'''
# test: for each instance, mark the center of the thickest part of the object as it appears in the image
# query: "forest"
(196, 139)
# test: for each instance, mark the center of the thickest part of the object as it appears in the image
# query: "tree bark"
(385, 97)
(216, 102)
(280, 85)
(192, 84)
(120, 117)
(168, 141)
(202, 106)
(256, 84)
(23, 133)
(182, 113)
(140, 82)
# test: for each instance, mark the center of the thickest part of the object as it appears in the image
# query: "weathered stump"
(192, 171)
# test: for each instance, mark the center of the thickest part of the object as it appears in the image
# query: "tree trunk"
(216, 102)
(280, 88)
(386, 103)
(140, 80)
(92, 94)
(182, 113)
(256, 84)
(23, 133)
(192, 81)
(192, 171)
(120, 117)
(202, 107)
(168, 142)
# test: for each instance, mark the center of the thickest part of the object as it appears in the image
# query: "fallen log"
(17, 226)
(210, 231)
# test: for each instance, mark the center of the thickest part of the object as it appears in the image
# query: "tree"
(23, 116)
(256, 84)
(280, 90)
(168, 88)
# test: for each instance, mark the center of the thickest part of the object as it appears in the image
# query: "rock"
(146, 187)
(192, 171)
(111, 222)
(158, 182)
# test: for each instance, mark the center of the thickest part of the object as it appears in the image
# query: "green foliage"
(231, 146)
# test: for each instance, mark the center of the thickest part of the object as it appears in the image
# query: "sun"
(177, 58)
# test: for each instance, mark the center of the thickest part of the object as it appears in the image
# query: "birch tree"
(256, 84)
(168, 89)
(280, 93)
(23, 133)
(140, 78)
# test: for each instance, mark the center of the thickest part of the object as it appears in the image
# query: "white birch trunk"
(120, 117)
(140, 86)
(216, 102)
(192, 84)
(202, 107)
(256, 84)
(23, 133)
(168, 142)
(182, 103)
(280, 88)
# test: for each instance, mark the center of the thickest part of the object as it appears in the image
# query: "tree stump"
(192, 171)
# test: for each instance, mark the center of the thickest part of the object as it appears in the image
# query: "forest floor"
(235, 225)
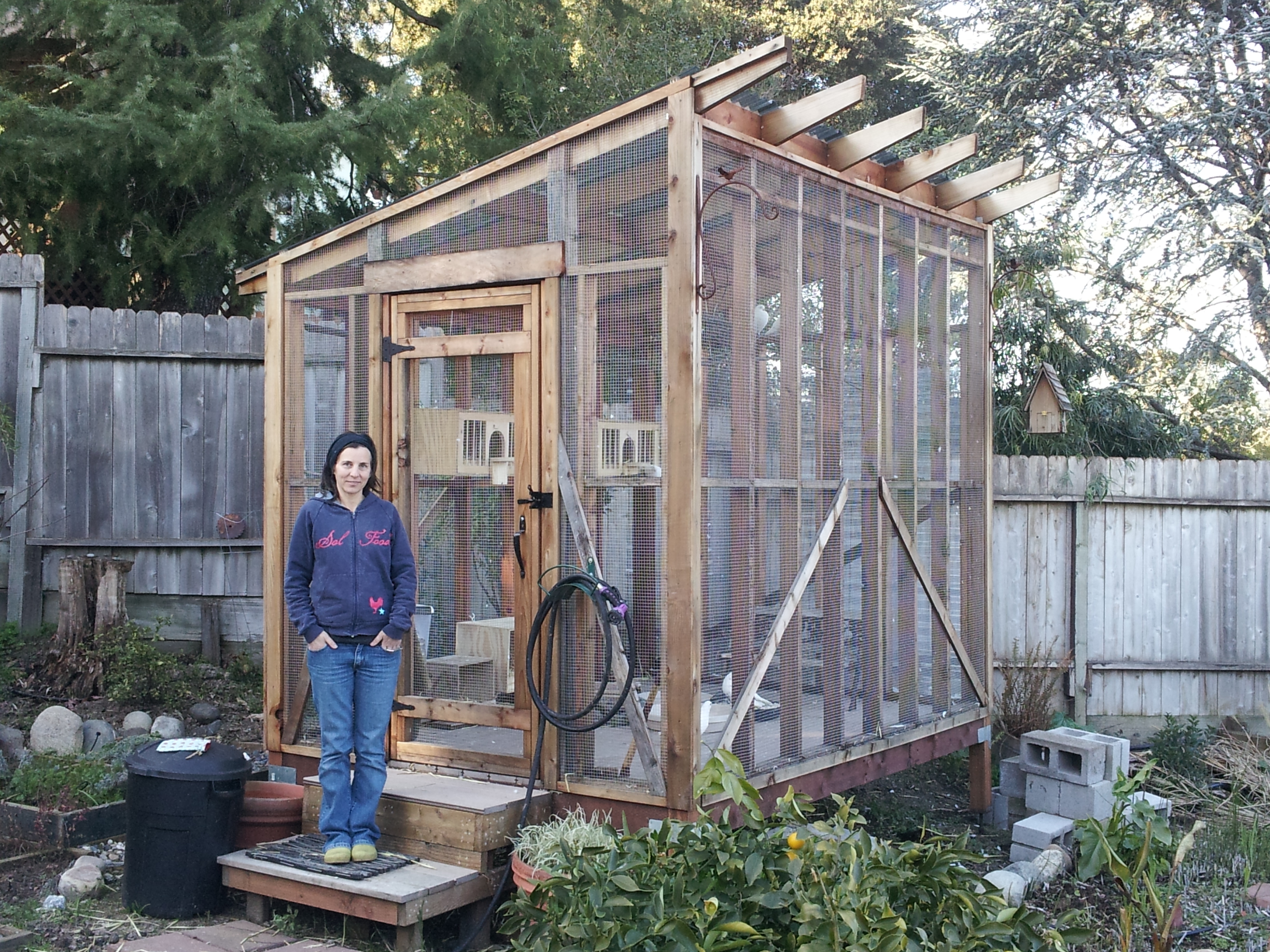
'''
→ **Task requirements**
Each of the entries above must be copied exactly, but the pictures stay out.

→ **Response area**
# test: for each instance, mark the center of the thickest part of the object as it appears in the image
# query: "forest"
(196, 139)
# test: for each instance, mark the center of the thickest part of the object as it appears in the image
# query: "tree bark"
(385, 97)
(216, 102)
(280, 85)
(192, 84)
(120, 117)
(168, 141)
(202, 106)
(256, 84)
(23, 133)
(182, 113)
(140, 82)
# test: for each instance, mark the center of the thickest part of the object as it appears in the image
# query: "weathered stump"
(192, 171)
# test: for each instance, mark the center of the thickest part of the object as it appears in the image
# query: "tree trunk"
(216, 102)
(280, 88)
(386, 103)
(140, 80)
(92, 94)
(182, 113)
(256, 84)
(23, 133)
(192, 81)
(192, 171)
(120, 117)
(202, 107)
(168, 142)
# test: for each instance, mark the center of the thickest part of the object as it appears in the image
# query: "fallen log"
(17, 226)
(210, 231)
# test: for each instance, mark the center of the thickest part of the object as it appears in the image
# query: "tree"
(23, 116)
(256, 84)
(280, 90)
(168, 88)
# test: for each instance, mark the center of the thickest part of the object as it appears in the image
# query: "rock"
(146, 187)
(192, 171)
(111, 222)
(158, 182)
# test: for each instance, mark the center of the thickest part of the object as it appears in the image
# query: "green foliage"
(231, 146)
# test: for each instance, mark the center of the thickest part of the object as it appears in the image
# query: "sun"
(177, 58)
# test: for each instance, mark the center of the thickest part of the object as it appears in the image
# query: "birch tree"
(256, 84)
(168, 89)
(280, 93)
(23, 133)
(140, 78)
# test: for each instance, mark the center of the thickest part of the object as it appears in the image
# query: "white birch trunk"
(120, 117)
(140, 86)
(216, 102)
(192, 84)
(202, 107)
(256, 84)
(23, 133)
(168, 142)
(182, 103)
(280, 88)
# test: for each instance, mark the center of the thickest part of the object as it appears in the image
# query: "tree stump"
(192, 171)
# test: for each instance, mark the center of the thickest part of the object as it appears in the image
# query: "forest floor"
(235, 225)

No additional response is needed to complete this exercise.